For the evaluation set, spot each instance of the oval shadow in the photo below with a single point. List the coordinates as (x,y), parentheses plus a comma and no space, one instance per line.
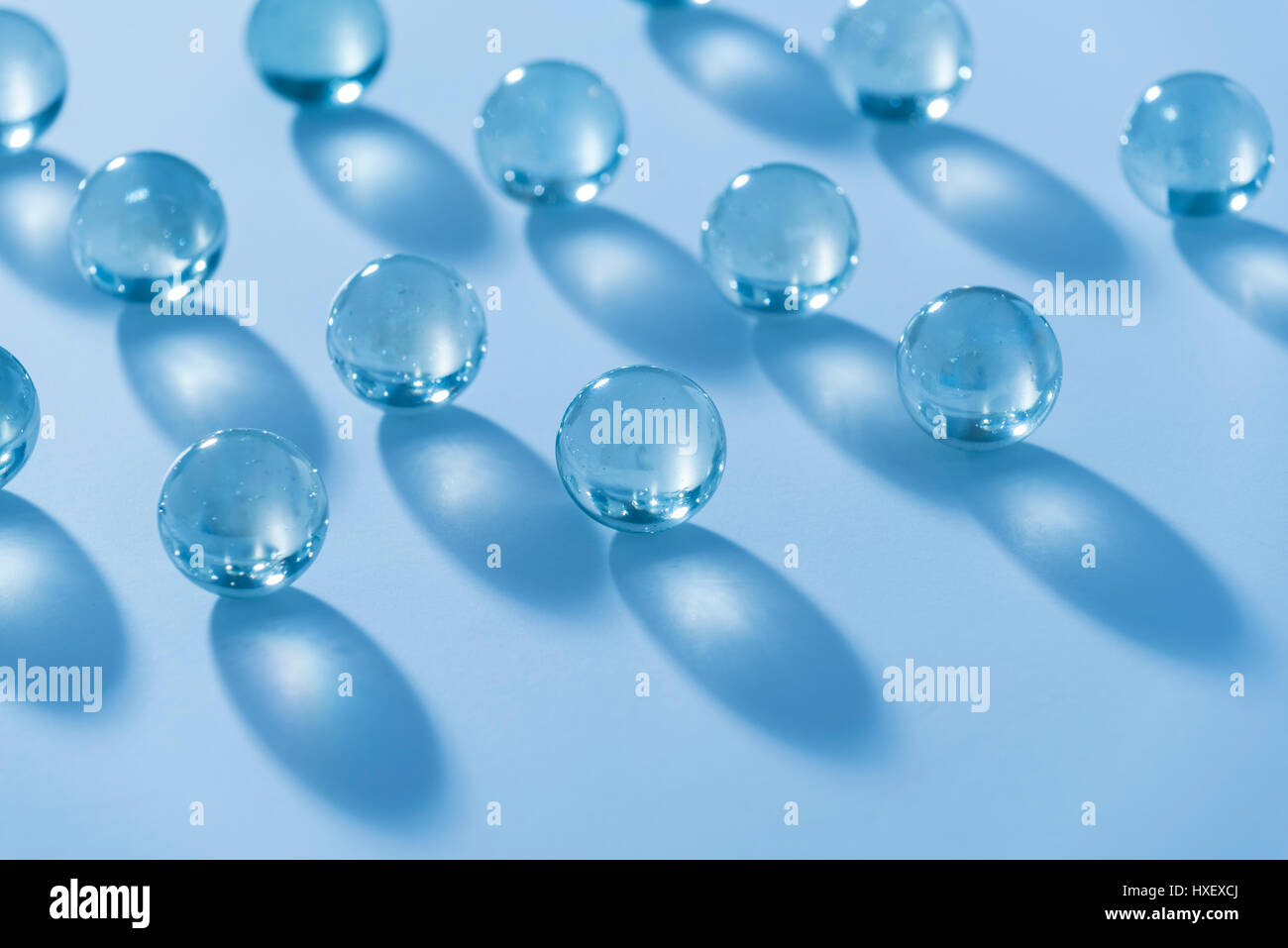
(197,373)
(471,483)
(55,609)
(1147,583)
(34,217)
(745,69)
(750,638)
(404,188)
(639,287)
(1003,201)
(1241,262)
(841,378)
(374,753)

_Brief_:
Copy the whole of the material above exactly, but not its images.

_Exercise solution_:
For the evaluation set, spot each instance of the oval shadow in the photo below with a single point. List the coordinates as (x,y), parentheses plus a comma and no space, one instance per line.
(197,373)
(471,483)
(55,609)
(1147,583)
(34,217)
(745,69)
(750,638)
(404,188)
(639,287)
(1003,201)
(1241,262)
(841,378)
(374,753)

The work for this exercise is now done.